:: Exercise ::
Print exactly, and only, the lines from the one containing "point: the curb, one" through the last line of the records below, both included; leave out the pictures.

:: The records ::
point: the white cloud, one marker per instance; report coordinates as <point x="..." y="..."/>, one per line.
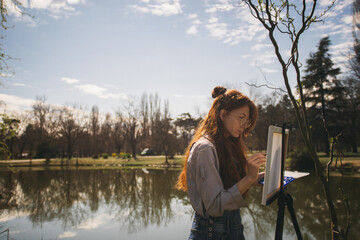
<point x="192" y="16"/>
<point x="160" y="8"/>
<point x="262" y="58"/>
<point x="216" y="29"/>
<point x="99" y="91"/>
<point x="192" y="30"/>
<point x="220" y="8"/>
<point x="55" y="8"/>
<point x="69" y="80"/>
<point x="260" y="46"/>
<point x="94" y="222"/>
<point x="18" y="84"/>
<point x="67" y="235"/>
<point x="15" y="103"/>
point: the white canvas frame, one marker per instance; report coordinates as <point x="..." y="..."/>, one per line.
<point x="273" y="163"/>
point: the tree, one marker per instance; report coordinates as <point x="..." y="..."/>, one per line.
<point x="118" y="133"/>
<point x="321" y="88"/>
<point x="132" y="128"/>
<point x="165" y="134"/>
<point x="94" y="126"/>
<point x="293" y="19"/>
<point x="19" y="7"/>
<point x="186" y="126"/>
<point x="8" y="128"/>
<point x="70" y="127"/>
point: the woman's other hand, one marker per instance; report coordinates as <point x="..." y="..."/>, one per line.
<point x="254" y="163"/>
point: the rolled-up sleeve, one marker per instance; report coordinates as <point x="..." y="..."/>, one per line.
<point x="209" y="186"/>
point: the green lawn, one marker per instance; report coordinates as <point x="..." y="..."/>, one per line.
<point x="354" y="159"/>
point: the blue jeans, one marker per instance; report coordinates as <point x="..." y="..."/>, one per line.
<point x="226" y="227"/>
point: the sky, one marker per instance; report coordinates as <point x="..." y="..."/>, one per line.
<point x="109" y="52"/>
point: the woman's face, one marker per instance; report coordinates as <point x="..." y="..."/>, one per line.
<point x="236" y="121"/>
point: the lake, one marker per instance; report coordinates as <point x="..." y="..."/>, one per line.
<point x="143" y="204"/>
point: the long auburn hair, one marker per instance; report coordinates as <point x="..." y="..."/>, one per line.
<point x="228" y="148"/>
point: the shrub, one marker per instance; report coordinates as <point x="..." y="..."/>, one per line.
<point x="124" y="155"/>
<point x="301" y="159"/>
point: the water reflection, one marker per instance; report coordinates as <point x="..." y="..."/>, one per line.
<point x="135" y="201"/>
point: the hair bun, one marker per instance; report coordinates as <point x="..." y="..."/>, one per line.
<point x="218" y="91"/>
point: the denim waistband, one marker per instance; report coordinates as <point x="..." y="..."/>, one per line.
<point x="230" y="220"/>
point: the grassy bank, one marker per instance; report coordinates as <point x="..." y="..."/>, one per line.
<point x="140" y="161"/>
<point x="352" y="159"/>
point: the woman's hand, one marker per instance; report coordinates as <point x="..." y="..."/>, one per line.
<point x="254" y="163"/>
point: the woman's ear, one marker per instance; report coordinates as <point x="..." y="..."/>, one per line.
<point x="222" y="114"/>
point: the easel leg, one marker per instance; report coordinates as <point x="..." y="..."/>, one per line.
<point x="289" y="204"/>
<point x="280" y="218"/>
<point x="286" y="199"/>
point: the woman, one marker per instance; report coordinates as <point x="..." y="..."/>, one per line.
<point x="217" y="174"/>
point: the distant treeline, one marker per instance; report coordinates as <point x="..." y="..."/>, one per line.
<point x="49" y="131"/>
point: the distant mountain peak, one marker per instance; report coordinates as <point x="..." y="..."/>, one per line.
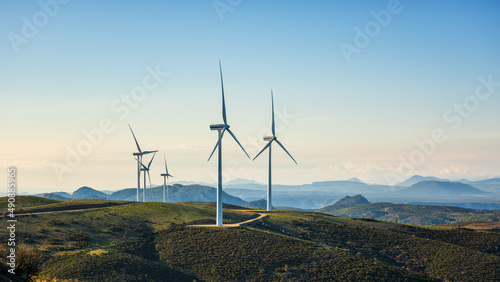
<point x="436" y="187"/>
<point x="418" y="178"/>
<point x="85" y="191"/>
<point x="348" y="201"/>
<point x="242" y="181"/>
<point x="354" y="179"/>
<point x="258" y="204"/>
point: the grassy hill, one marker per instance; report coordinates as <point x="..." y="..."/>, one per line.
<point x="151" y="242"/>
<point x="416" y="214"/>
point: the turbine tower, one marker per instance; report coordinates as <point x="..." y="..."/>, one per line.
<point x="271" y="139"/>
<point x="165" y="175"/>
<point x="146" y="169"/>
<point x="139" y="162"/>
<point x="221" y="128"/>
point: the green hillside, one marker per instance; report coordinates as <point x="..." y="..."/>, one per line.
<point x="151" y="242"/>
<point x="413" y="214"/>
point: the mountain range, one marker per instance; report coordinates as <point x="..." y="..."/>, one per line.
<point x="315" y="195"/>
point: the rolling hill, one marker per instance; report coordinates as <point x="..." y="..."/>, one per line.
<point x="151" y="242"/>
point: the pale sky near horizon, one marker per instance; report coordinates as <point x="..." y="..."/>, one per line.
<point x="416" y="67"/>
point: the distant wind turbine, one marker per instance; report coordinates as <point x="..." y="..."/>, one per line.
<point x="165" y="175"/>
<point x="271" y="139"/>
<point x="221" y="128"/>
<point x="139" y="162"/>
<point x="146" y="169"/>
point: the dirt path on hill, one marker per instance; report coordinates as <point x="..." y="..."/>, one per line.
<point x="233" y="225"/>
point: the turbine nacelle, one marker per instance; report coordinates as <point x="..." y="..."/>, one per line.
<point x="218" y="126"/>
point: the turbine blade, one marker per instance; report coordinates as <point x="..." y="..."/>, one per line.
<point x="238" y="142"/>
<point x="273" y="126"/>
<point x="281" y="145"/>
<point x="216" y="145"/>
<point x="136" y="143"/>
<point x="166" y="169"/>
<point x="265" y="147"/>
<point x="149" y="179"/>
<point x="149" y="165"/>
<point x="223" y="100"/>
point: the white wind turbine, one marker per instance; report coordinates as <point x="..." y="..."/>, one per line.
<point x="146" y="169"/>
<point x="139" y="162"/>
<point x="271" y="139"/>
<point x="165" y="175"/>
<point x="221" y="128"/>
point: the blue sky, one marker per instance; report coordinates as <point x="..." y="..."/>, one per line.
<point x="339" y="120"/>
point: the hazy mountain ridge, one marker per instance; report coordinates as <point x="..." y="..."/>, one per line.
<point x="414" y="214"/>
<point x="433" y="187"/>
<point x="151" y="242"/>
<point x="322" y="193"/>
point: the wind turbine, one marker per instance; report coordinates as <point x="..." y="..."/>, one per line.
<point x="221" y="128"/>
<point x="139" y="162"/>
<point x="165" y="177"/>
<point x="271" y="139"/>
<point x="146" y="169"/>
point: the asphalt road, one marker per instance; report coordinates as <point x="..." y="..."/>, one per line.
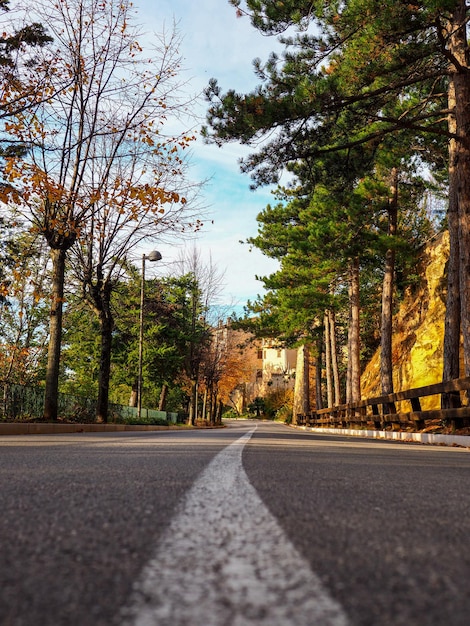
<point x="282" y="527"/>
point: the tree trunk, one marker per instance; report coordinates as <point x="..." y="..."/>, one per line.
<point x="328" y="363"/>
<point x="133" y="396"/>
<point x="106" y="328"/>
<point x="452" y="327"/>
<point x="334" y="357"/>
<point x="55" y="335"/>
<point x="301" y="403"/>
<point x="461" y="81"/>
<point x="318" y="374"/>
<point x="163" y="397"/>
<point x="386" y="365"/>
<point x="193" y="403"/>
<point x="354" y="361"/>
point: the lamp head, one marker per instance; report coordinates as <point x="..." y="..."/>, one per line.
<point x="153" y="256"/>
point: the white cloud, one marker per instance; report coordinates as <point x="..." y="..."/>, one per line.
<point x="215" y="43"/>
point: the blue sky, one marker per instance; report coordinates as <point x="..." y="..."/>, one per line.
<point x="215" y="43"/>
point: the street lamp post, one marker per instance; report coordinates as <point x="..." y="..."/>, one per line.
<point x="152" y="256"/>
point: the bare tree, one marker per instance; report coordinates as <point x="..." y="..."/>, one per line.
<point x="97" y="150"/>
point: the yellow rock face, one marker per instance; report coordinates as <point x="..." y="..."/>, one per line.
<point x="418" y="337"/>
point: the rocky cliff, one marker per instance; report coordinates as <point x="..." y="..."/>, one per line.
<point x="418" y="328"/>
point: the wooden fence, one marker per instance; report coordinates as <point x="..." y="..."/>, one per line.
<point x="400" y="408"/>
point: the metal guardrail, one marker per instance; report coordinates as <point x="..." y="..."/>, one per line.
<point x="382" y="410"/>
<point x="23" y="402"/>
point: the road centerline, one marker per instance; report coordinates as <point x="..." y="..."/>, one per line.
<point x="225" y="560"/>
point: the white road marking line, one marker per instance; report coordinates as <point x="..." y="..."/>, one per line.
<point x="225" y="561"/>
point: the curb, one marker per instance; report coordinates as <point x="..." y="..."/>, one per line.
<point x="462" y="441"/>
<point x="36" y="428"/>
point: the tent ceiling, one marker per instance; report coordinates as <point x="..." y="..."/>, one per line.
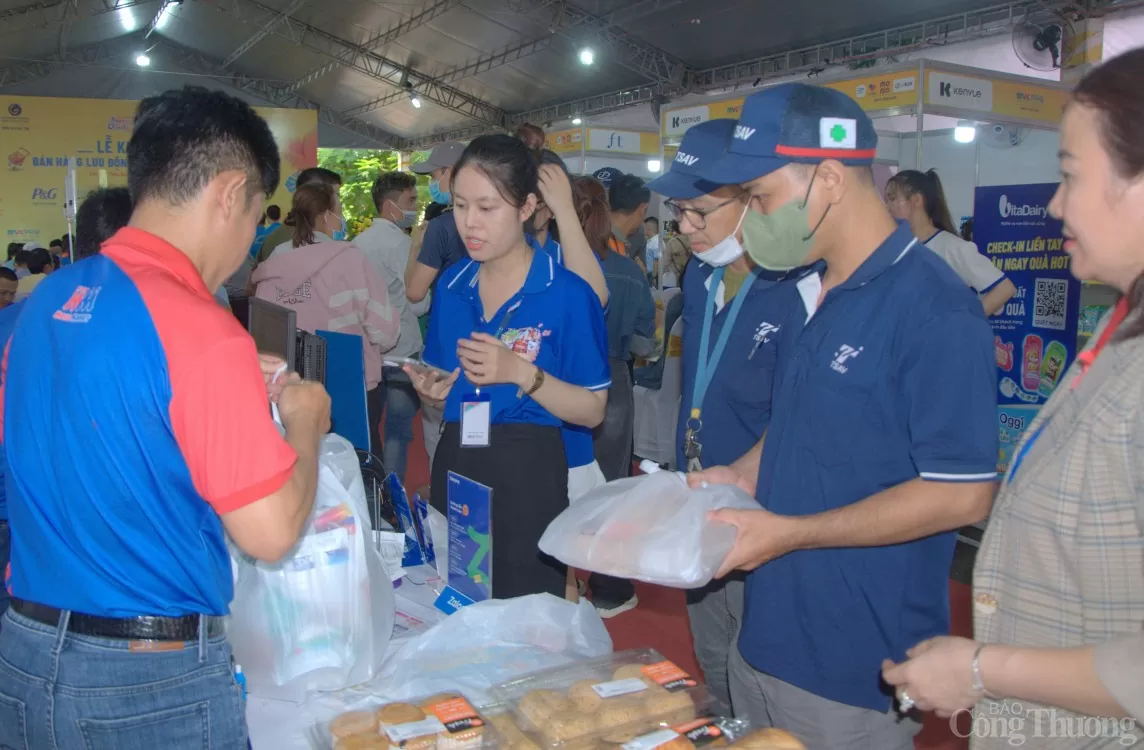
<point x="471" y="62"/>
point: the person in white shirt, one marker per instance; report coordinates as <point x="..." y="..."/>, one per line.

:: Exercise solution ::
point: the curb, one marker per instance; report coordinates as <point x="..." y="..."/>, one per line.
<point x="462" y="441"/>
<point x="36" y="428"/>
point: the tent ceiling, one marker per instance; report coordinates as <point x="..." y="..."/>, one per line.
<point x="471" y="62"/>
point: the person in white shirt, one marker per instance; report coordinates as <point x="..." y="..."/>, one per line.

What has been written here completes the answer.